• **WHAT THE TASK REQUIRES**: Edit the whole listing by changing every "Quickstart" to "Summary" and keeping everything else the same. Leave the pictures out of your copy.

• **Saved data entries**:
-.-.-

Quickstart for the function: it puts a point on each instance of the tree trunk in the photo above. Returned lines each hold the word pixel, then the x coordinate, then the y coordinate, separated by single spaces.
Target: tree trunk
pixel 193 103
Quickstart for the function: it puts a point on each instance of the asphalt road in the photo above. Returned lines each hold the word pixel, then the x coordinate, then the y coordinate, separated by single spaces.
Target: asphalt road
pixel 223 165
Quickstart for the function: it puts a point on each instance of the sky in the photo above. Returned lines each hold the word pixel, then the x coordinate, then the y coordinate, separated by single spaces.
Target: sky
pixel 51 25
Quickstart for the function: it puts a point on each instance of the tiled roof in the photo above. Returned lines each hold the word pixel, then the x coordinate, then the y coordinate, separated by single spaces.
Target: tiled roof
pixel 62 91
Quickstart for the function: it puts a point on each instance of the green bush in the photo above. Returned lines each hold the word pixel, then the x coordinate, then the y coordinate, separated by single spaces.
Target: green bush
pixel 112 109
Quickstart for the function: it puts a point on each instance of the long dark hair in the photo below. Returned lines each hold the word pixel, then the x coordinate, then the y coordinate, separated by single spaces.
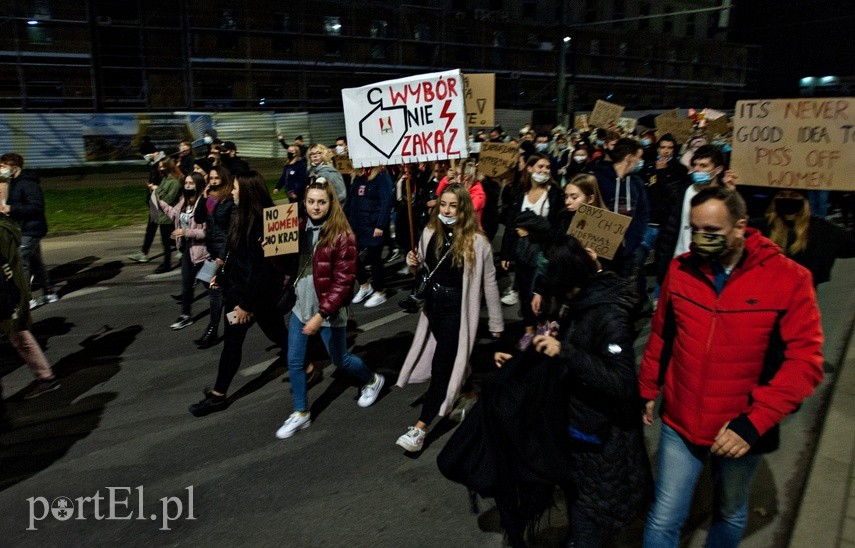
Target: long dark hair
pixel 227 184
pixel 253 197
pixel 199 184
pixel 570 267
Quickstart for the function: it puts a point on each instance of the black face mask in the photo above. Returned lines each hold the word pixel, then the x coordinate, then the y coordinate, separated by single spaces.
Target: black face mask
pixel 788 206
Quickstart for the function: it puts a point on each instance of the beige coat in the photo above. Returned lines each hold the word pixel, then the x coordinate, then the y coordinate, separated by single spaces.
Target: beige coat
pixel 477 279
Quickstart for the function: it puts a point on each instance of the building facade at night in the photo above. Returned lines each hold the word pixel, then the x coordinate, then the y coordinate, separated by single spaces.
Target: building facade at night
pixel 130 55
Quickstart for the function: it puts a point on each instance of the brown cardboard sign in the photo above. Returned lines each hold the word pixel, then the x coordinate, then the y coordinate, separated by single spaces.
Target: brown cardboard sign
pixel 497 159
pixel 281 230
pixel 342 163
pixel 479 96
pixel 600 229
pixel 804 143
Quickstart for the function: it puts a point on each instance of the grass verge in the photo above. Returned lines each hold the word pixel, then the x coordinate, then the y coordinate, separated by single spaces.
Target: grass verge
pixel 86 209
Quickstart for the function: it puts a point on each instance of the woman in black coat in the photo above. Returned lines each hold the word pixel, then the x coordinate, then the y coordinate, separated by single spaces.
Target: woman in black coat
pixel 251 287
pixel 563 413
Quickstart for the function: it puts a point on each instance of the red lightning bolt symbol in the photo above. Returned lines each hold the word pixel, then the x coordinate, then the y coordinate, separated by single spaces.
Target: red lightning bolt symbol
pixel 449 116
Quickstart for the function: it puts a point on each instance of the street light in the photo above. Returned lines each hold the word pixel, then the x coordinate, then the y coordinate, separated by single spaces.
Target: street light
pixel 560 113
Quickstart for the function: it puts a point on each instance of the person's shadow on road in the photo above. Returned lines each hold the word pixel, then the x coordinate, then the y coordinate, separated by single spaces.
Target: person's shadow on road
pixel 45 428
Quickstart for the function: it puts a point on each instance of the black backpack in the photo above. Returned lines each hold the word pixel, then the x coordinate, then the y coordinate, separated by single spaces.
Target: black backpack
pixel 10 294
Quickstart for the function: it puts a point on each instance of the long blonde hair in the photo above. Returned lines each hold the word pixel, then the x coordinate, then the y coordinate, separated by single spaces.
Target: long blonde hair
pixel 780 230
pixel 465 228
pixel 336 222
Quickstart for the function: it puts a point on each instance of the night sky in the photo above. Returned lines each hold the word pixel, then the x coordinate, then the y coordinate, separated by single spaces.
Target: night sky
pixel 798 38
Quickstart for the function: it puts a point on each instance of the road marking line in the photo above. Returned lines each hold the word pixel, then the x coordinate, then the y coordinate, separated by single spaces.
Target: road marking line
pixel 383 321
pixel 82 292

-.-.-

• **TASK ANSWER**:
Summary for the function: it puts a point on each instance of the tree trunk in the photo above. Returned lines each hold the word pixel, then the x coordinate, then the y coordinate, separated by single spaces.
Target: tree trunk
pixel 193 103
Summary for the function: it puts a point on each instance of the asphalt road in the photo above. Returned lines each hold the word pixel, then the x coordinate, then the y coordinate, separated by single spaces.
Target: asphalt road
pixel 223 165
Summary for the function: it puts a point on each instance of the sky in the photo above. Returned lines each hold the word pixel, then the x coordinate, then the y coordinate, separated by single spaces.
Target: sky
pixel 51 25
Summary for the function: it puts a point on each instance of the tiled roof in the photo above. Returned lines each hold the word pixel, then the x coordinate, then the y coordinate, separated by single spaces.
Target: tiled roof
pixel 62 91
Summary for the function: it puts a point on each instance of the green bush in the photo above. Returned lines each hold the word pixel, then the x coordinate, then the y coordinate, separated by single spaces.
Target: green bush
pixel 112 109
Summary for the function: it puts a point on each instance of the long dark hair in the photo below. Returned lines each hold the word pixel, then the x coordinate, then the y coordinate, separated by single spaces.
Target: long dark hair
pixel 227 184
pixel 253 197
pixel 199 184
pixel 570 267
Summary for the function: it puts a point on each instance of the black face mask in the photo above. Returned lines each hold the word pixel, then the x coordinate, then the y coordinate, separated by single spaces.
Target: black face mask
pixel 788 206
Summary for the function: it puts a point on each instance of the beige coat in the photo above. Returned lines each hold the word pixel, then the x coordinate, then the y coordinate, separated by single spaces.
Target: beige coat
pixel 477 279
Summary for the function: it puts a point on each instance of the building facade at night in the photo above. Returned lines each hold the word pixel, then the x coordinate, then the y coordinate, separated by single spaces.
Target: building facade at night
pixel 130 55
Summary for the function: it puts a point on each instance of the brown cardboard sign in the photo above. Returned lines each hold the word pixel, then the x coordinate, then the y coordinate, separated by single spaces.
Target: brown cardboard sign
pixel 497 159
pixel 281 230
pixel 342 163
pixel 479 96
pixel 600 229
pixel 804 143
Summary for the function: it puts a point on each instance of the grass verge in the photo above. Returned lines each hold the word pixel, then the x coordinate, then the y coordinate, separated by single spaces.
Target: grass verge
pixel 86 209
Summary for the function: it puts a point on each instance of the woman in black coat in the photo above. Returned lines each hold the word pixel, then the x coordinate, then the y coordinate, separated by single spaces.
Target: woman in black coat
pixel 251 287
pixel 563 413
Summary for the function: it puts a point on each instance of the red lightning bolt symbol in the photo above. Returned lines each hold the word pixel, then the x coordinate, then the y coordinate, separated by single spaces.
Target: red lightning bolt symbol
pixel 449 116
Summary for the function: it puts a point on each instance of the street light in the photo above. Returned lines each hold the word pixel, then the x coordinate, then the y coordinate, separated by single spaces.
Target: street light
pixel 560 113
Summary for the function: it puts a point on each instance of the person's shadow on road in the photo above. Returned lines each hold the word pixel, then the x coordinate, then the y coordinate, separated by single spaces.
Target: person's shadow on road
pixel 45 428
Summary for the function: it puts a point on each instance of the black backpack in the photo above. Returned lines each hold the word pixel, then the x coordinate, then the y coordinate, separated by single spaces.
Target: black backpack
pixel 10 294
Summary for the function: it puts a point on each instance of the long blonde hair in the photo above. Returned lines each hold the word pixel, then the x coordinate, then the y coordinate, separated by single spaces.
Target: long blonde hair
pixel 780 230
pixel 465 228
pixel 336 222
Summary for the function: it puts a point on each instance of the night sky in the photo above. Returned lines each hold the word pixel, then the x coordinate, then the y coordinate, separated by single spaces.
Target: night sky
pixel 798 38
Summary for the function: it puts a point on each instance of the road marking line in the photo above. Returned lines each hold the word pixel, then the x coordinate, then the y coordinate, separated by single spaces.
Target: road marking line
pixel 383 321
pixel 82 292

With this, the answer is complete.